__Problem description__
Recast every line of the records below as a JSON list of strings, with one string per line. Skip blank lines and leave out the pictures.

__Data provided__
★ ★ ★ ★
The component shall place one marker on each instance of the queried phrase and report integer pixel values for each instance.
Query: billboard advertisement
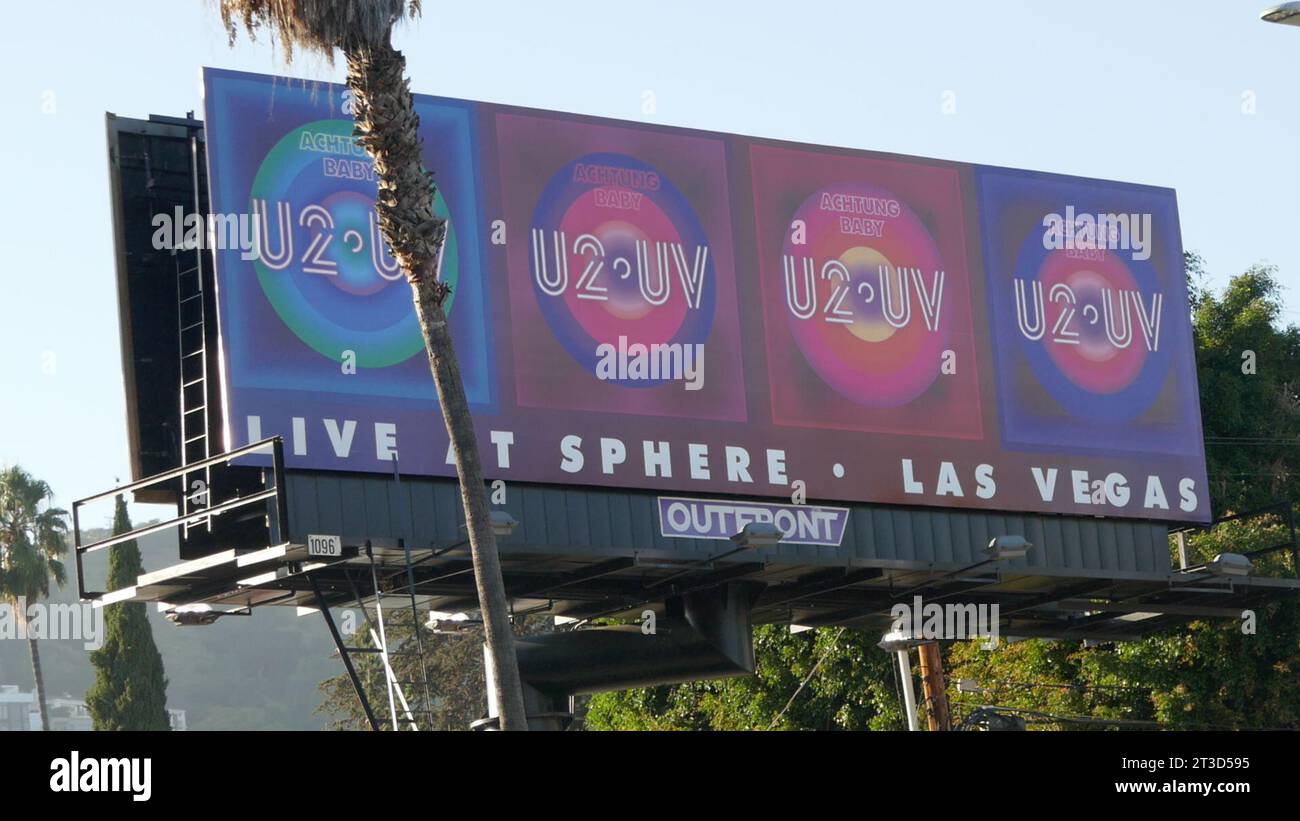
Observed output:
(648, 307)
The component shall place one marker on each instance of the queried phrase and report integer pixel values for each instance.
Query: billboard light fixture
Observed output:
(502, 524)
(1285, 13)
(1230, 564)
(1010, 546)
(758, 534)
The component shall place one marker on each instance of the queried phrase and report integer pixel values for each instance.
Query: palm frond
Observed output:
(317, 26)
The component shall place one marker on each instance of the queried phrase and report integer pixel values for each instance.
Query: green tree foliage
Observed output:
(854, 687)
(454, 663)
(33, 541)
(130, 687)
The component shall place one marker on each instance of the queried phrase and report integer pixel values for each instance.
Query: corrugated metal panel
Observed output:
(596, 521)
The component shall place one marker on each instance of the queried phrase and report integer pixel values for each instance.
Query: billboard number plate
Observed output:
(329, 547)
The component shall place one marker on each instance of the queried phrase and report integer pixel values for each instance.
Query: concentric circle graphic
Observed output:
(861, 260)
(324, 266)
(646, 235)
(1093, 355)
★ ★ ★ ★
__Correct response__
[
  "The component shall place one marker on each instance of the queried phrase and report integer pixel values for each instance.",
  "Query: billboard advertisement",
  "Observed output:",
  "(648, 307)",
  "The component shall place one marker on each instance of the queried phrase and report integer pixel values for each instance.",
  "Query: billboard light fixture",
  "Observed output:",
  "(502, 524)",
  "(1285, 13)",
  "(1230, 564)",
  "(1010, 546)",
  "(758, 534)",
  "The component shall place one marker on each instance of the queried phrase and report integer pixel values for each instance.",
  "Query: palm frond",
  "Observed output:",
  "(317, 26)",
  "The component shall place one marker on each instance of the queried phrase and report integer pixel values for each instance.",
  "Query: green tree foliage",
  "Observed output:",
  "(854, 687)",
  "(454, 663)",
  "(33, 541)",
  "(130, 687)",
  "The component shall place one marker on each instance of the queried phrase and report integer pixel values for each instance.",
  "Query: corrugated metal panel",
  "Observed output:",
  "(596, 521)",
  "The component shall place one marker on each instance of the queried phrase and report integer pixel values for each instance.",
  "Query: billboard number plate",
  "Observed output:",
  "(329, 547)",
  "The component shall place one marker on each instance of the queried phrase and report integer pixel values for each instance.",
  "Query: concentric circle graphic",
  "Observed output:",
  "(861, 260)",
  "(324, 266)",
  "(646, 235)",
  "(1093, 355)"
]